Goal >> Reproduce every one of the entries below word for word, leaving out the pictures.

Working data >>
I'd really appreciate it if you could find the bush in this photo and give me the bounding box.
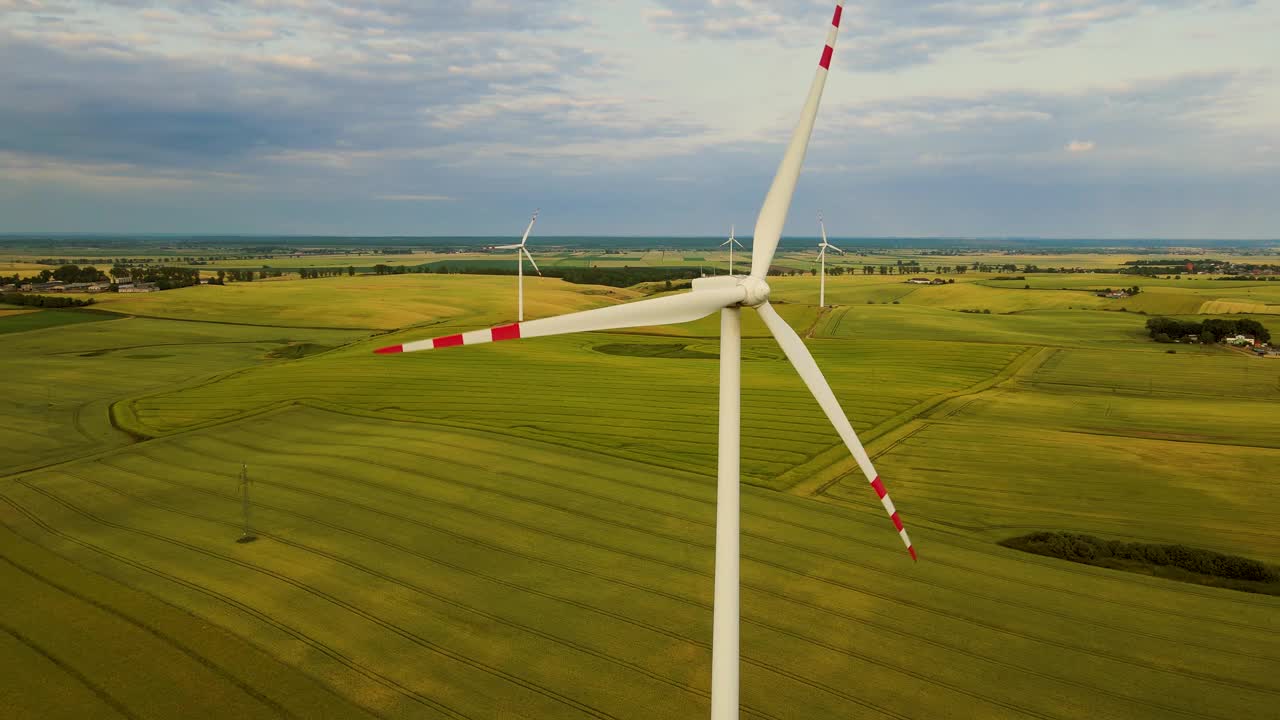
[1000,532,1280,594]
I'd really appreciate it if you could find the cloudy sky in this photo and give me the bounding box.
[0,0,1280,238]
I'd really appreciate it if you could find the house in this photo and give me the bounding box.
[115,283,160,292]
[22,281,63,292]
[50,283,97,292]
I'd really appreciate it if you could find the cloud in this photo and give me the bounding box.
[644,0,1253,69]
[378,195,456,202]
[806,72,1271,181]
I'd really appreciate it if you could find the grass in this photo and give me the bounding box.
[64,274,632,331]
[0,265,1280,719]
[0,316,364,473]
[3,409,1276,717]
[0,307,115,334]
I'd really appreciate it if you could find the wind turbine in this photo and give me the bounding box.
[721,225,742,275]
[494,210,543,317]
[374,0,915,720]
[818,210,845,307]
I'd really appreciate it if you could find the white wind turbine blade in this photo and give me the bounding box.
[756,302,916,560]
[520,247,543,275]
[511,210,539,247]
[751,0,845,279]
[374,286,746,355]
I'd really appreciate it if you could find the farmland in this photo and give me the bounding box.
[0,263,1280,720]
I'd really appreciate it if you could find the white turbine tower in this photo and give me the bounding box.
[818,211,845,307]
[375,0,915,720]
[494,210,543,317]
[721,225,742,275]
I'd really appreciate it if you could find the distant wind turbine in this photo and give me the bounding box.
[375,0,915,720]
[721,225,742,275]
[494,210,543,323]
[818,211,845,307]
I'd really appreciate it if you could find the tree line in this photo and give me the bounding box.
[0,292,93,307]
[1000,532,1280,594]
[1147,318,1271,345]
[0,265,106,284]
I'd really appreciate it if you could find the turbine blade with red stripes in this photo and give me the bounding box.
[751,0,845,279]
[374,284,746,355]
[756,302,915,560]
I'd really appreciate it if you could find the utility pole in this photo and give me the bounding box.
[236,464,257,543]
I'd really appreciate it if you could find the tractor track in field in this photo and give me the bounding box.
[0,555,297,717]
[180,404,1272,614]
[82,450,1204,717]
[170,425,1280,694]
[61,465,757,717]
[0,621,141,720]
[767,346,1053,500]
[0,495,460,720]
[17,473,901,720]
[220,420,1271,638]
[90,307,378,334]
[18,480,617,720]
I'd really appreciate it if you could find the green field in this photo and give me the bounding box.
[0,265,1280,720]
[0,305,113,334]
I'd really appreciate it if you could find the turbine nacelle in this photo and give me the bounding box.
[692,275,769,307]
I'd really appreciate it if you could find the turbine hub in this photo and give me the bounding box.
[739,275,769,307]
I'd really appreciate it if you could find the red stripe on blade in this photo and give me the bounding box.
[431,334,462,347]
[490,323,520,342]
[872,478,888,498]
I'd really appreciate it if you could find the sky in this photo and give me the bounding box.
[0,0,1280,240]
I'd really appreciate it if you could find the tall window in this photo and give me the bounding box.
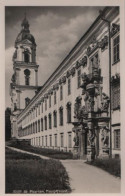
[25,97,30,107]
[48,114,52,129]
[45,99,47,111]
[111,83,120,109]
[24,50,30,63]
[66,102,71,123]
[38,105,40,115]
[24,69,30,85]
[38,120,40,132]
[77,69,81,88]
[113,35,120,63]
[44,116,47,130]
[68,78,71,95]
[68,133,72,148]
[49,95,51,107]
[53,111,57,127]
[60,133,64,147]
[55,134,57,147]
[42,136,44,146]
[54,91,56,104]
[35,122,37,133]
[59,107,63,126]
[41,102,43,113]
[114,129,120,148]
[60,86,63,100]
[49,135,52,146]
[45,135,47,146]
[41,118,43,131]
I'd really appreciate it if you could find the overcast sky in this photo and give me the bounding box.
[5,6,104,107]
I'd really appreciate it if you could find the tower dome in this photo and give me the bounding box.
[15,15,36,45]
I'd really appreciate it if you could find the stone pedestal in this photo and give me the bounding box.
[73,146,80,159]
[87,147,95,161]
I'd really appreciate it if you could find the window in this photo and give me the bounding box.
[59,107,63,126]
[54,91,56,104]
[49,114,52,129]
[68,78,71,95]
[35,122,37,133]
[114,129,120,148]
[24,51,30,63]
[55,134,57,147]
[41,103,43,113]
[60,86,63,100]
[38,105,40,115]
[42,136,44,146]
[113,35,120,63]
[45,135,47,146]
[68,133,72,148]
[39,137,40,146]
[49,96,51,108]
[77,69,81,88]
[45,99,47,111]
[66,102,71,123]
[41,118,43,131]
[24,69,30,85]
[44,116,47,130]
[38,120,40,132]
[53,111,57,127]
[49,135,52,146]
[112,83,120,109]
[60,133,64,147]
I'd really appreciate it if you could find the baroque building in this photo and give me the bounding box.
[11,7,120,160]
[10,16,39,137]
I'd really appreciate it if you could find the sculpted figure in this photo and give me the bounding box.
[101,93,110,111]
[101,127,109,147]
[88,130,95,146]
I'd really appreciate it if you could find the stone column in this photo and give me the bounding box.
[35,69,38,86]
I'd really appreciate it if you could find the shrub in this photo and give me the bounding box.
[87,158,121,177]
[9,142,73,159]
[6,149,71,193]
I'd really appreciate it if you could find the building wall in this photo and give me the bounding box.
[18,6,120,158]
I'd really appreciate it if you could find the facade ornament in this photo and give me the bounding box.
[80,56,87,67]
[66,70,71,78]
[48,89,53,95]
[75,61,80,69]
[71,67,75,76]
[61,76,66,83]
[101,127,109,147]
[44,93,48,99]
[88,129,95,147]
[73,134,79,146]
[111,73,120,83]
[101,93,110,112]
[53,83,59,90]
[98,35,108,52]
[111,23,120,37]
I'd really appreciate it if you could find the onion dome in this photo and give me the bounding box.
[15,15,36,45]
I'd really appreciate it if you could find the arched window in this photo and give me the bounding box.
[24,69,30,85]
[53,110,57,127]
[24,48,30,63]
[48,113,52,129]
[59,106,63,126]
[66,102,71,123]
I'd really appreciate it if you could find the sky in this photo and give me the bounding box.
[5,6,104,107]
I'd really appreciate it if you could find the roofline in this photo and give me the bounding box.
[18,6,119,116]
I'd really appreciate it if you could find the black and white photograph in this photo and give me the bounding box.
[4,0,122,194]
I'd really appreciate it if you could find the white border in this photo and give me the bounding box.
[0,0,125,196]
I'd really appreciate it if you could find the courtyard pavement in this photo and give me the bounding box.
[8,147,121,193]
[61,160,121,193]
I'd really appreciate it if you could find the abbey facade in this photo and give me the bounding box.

Written solution >>
I'd really appreciate it if you could find the bush in this photo and give me the bounding box.
[1000,532,1280,594]
I'd really appreciate it if you could find the cloudy sky in this photo and give me the bounding box.
[0,0,1280,238]
I'd really appreciate it if you could find the house in this photo and give me the bounding box.
[115,283,160,292]
[22,281,63,292]
[50,283,97,292]
I'd really appreciate it if you could find the cloud in this photo and give me the bounding box.
[644,0,1253,69]
[378,195,456,202]
[806,72,1271,181]
I'd really appreciate it if you could find the grass in this photo and give me the bounding box.
[64,274,632,331]
[0,265,1280,719]
[0,316,364,473]
[3,409,1276,717]
[0,307,115,334]
I'd really appreciate it if you could find the wind turbine in this photo and give me the bounding box.
[721,225,742,275]
[494,210,543,317]
[374,0,915,720]
[818,210,845,307]
I'd really appreciate it if you could find the white wind turbine blade in this photo and give me the bounding box.
[756,302,916,560]
[520,247,543,275]
[511,210,539,247]
[751,0,845,279]
[374,286,746,355]
I'd really appreciate it if you could find the farmland in this photo and give me the bounding box.
[0,263,1280,720]
I'd really appreciate it if you could find the white turbine tower in this photo and give me the bounding box.
[818,211,845,307]
[375,0,915,720]
[494,210,543,317]
[721,225,742,275]
I'd really appreciate it if you could find the distant wind turbine in this photo and give me the bounding box.
[375,0,915,720]
[721,225,742,275]
[494,210,543,323]
[818,211,845,307]
I'd really appreciate it if you could find the tree line in this photo and give me the bounding box.
[0,292,93,307]
[1000,532,1280,594]
[1147,318,1271,345]
[0,265,106,284]
I'd really appreciate it if you could find the turbine blade with red stripes in this photo and give me the bounding box.
[751,0,845,279]
[374,284,746,355]
[756,302,915,560]
I'd really appreciate it if you could find the utility pole in this photo and give me the bounding box.
[236,464,257,543]
I'd really appreciate it if you could find the tractor track in field in this photo and give me the bounding box.
[0,555,297,717]
[180,404,1272,614]
[82,450,1204,717]
[170,425,1280,694]
[61,465,757,717]
[0,621,141,720]
[767,346,1053,500]
[0,495,460,720]
[17,473,901,720]
[220,420,1271,638]
[90,307,378,334]
[18,480,617,720]
I'd really appreciate it if you could find the green field in this photo and give me the bounding box.
[0,265,1280,720]
[0,305,113,334]
I'd really appreciate it if you could find the turbine nacelle in this photo and give me the bounding box.
[692,275,769,307]
I'd really appreciate it if you could find the turbine hub in this photo and give me the bounding box.
[739,275,769,307]
I'd really appreciate it if you could find the red stripe on blade in this photo and give me the bounding box.
[431,334,462,347]
[490,323,520,342]
[872,478,888,498]
I'd really appreciate it if you could find the sky in this photo and give me the bounding box.
[0,0,1280,240]
I'd really appreciate it if you could find the tall window in this photo and give me the bounding box.
[25,97,30,107]
[48,114,52,129]
[45,99,47,111]
[111,83,120,109]
[24,50,30,63]
[66,102,71,123]
[38,105,40,115]
[24,69,30,85]
[38,120,40,132]
[77,69,81,88]
[113,35,120,63]
[44,116,47,130]
[68,78,71,95]
[68,133,72,148]
[49,95,51,107]
[53,111,57,127]
[60,133,64,147]
[55,134,57,147]
[42,136,44,146]
[54,91,56,104]
[35,122,37,133]
[59,107,63,126]
[41,102,43,113]
[114,129,120,148]
[60,86,63,100]
[49,135,52,146]
[45,135,47,146]
[41,118,43,131]
I'd really appreciate it if you could find the overcast sky in this photo and give me the bounding box.
[5,6,104,107]
I'd really appreciate it if you could find the tower dome in this photo and give me the bounding box.
[15,15,36,45]
I'd really appreciate it if you could find the stone pedestal in this photo and give me the bounding box.
[73,146,80,159]
[87,147,95,161]
I'd really appreciate it if you could find the window in this photo and give me the bounding box.
[59,107,63,126]
[54,91,56,104]
[49,114,52,129]
[68,78,71,95]
[35,122,37,133]
[114,129,120,148]
[24,51,30,63]
[55,134,57,147]
[41,103,43,113]
[60,86,63,100]
[38,105,40,115]
[42,136,44,146]
[113,35,120,63]
[45,135,47,146]
[68,133,72,148]
[39,137,40,146]
[49,96,51,108]
[77,69,81,88]
[45,99,47,111]
[66,102,71,123]
[41,118,43,131]
[24,69,30,85]
[44,116,47,130]
[38,120,40,132]
[53,111,57,127]
[49,135,52,146]
[112,83,120,109]
[60,133,64,147]
I'd really appreciate it if you could find the baroque building in this photo and give me the bounding box.
[11,7,120,160]
[10,16,39,137]
I'd really appreciate it if you could find the sculpted figure in this photo and give me the bounding box.
[101,93,110,111]
[101,127,109,147]
[88,130,95,146]
I'd really appreciate it if you could find the stone column in this photo and give me the bounding box.
[35,69,38,86]
I'd really appreciate it if you could find the shrub in this photo and give me the bounding box.
[87,158,121,177]
[9,142,73,159]
[6,149,71,193]
I'd really appreciate it if you could find the building wall in this photo and give me the bounding box.
[18,6,120,158]
I'd really appreciate it if you could find the facade ornament in this photo and give me the bounding box.
[80,56,87,67]
[66,70,71,78]
[48,89,53,95]
[75,61,80,69]
[71,67,75,76]
[61,76,66,83]
[101,127,109,147]
[44,93,48,99]
[88,129,95,147]
[73,134,79,146]
[111,73,120,83]
[101,93,110,112]
[53,83,59,90]
[98,35,108,52]
[111,23,120,37]
I'd really appreciate it if you could find the onion dome in this photo and give me the bounding box.
[15,15,36,45]
I'd really appreciate it if you could find the arched window in this photo and give me the bounding box.
[24,69,30,85]
[53,110,57,127]
[24,48,30,63]
[48,113,52,129]
[59,106,63,126]
[66,102,71,123]
I'd really appreciate it if you could find the sky in this photo and give me the bounding box.
[5,6,104,107]
I'd really appreciate it if you could find the roofline in this photo and give me the bounding box.
[18,6,119,116]
I'd really appreciate it if you could find the black and white photograph in this photo and give me the bounding box.
[4,0,122,194]
I'd really appreciate it if you could find the white border in this photo and give me the bounding box.
[0,0,125,196]
I'd really appreciate it if you could find the courtyard pavement in this photo and give me the bounding box.
[8,147,121,193]
[61,160,121,193]
I'd really appreciate it if you could find the abbey facade in this photo and give me the bounding box.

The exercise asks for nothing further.